— DATA PROVIDED —
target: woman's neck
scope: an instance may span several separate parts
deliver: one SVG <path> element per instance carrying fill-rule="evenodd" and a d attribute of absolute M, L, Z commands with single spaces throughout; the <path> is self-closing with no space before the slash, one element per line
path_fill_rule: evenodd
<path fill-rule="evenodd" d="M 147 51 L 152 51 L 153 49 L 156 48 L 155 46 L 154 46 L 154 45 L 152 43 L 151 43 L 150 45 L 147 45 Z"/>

— BRIEF —
Transcribe all of the data above verbatim, one line at a time, with no changes.

— WRITTEN REPLY —
target: woman's neck
scope: an instance may span several separate parts
deliver: one SVG <path> element per instance carrying fill-rule="evenodd" and a d attribute of absolute M, L, Z commands with single spaces throughout; the <path> is self-closing with no space before the slash, one element per line
path_fill_rule: evenodd
<path fill-rule="evenodd" d="M 147 51 L 152 51 L 153 49 L 156 48 L 155 46 L 154 46 L 154 45 L 152 43 L 151 43 L 150 45 L 147 45 Z"/>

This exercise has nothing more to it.